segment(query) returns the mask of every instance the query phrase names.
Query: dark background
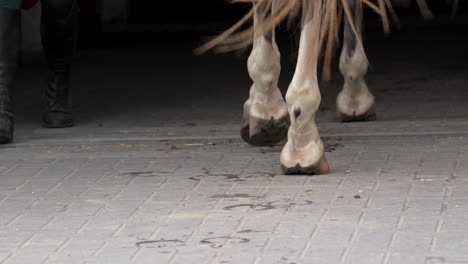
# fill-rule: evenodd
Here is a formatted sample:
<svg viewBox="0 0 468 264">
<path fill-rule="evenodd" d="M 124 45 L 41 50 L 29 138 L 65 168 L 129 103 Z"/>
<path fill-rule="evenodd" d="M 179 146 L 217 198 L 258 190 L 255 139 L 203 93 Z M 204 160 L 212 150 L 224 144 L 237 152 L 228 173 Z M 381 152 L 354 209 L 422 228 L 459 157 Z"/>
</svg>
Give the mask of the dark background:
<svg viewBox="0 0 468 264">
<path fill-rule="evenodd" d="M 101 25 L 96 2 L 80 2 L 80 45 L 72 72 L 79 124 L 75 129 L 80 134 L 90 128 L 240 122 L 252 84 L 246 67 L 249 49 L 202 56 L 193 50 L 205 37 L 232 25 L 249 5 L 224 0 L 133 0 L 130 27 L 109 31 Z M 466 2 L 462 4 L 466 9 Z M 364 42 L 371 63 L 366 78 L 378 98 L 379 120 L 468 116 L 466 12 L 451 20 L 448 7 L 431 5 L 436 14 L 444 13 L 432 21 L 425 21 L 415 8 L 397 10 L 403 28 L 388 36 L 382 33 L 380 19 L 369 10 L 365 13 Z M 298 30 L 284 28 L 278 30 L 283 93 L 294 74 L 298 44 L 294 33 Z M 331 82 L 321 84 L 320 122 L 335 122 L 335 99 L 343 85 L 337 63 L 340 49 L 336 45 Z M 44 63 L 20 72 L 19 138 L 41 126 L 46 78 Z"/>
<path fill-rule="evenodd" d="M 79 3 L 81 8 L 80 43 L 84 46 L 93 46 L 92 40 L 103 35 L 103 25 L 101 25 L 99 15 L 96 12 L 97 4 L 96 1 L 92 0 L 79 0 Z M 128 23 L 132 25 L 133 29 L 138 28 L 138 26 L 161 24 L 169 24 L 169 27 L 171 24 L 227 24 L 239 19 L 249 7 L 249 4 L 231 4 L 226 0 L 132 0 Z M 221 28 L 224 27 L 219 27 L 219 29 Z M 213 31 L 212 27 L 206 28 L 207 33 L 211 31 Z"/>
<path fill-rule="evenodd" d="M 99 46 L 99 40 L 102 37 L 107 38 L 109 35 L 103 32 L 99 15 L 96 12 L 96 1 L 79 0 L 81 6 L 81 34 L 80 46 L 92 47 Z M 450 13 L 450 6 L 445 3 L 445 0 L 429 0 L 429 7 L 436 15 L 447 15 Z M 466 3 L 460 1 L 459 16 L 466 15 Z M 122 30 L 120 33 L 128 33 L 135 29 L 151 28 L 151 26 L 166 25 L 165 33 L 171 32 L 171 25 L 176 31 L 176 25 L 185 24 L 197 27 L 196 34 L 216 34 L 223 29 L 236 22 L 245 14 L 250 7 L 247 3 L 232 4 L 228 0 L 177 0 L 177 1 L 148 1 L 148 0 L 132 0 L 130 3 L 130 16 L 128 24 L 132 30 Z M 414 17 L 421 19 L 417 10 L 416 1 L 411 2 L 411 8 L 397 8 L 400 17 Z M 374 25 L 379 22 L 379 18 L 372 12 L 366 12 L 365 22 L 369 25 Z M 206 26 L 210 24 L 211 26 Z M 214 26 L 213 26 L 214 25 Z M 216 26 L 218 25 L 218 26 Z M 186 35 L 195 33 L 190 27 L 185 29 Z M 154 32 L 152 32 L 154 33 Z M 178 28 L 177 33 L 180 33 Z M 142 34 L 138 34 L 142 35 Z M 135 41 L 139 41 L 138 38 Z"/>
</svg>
--------
Exactly as they stand, set down the lines from the start of the material through the line with "124 45 L 41", both ends included, omitting the pictures.

segment(query) returns the mask of every instance the query phrase names.
Query: dark background
# fill-rule: evenodd
Here is a formatted sample:
<svg viewBox="0 0 468 264">
<path fill-rule="evenodd" d="M 124 45 L 41 50 L 29 138 L 65 168 L 129 103 Z"/>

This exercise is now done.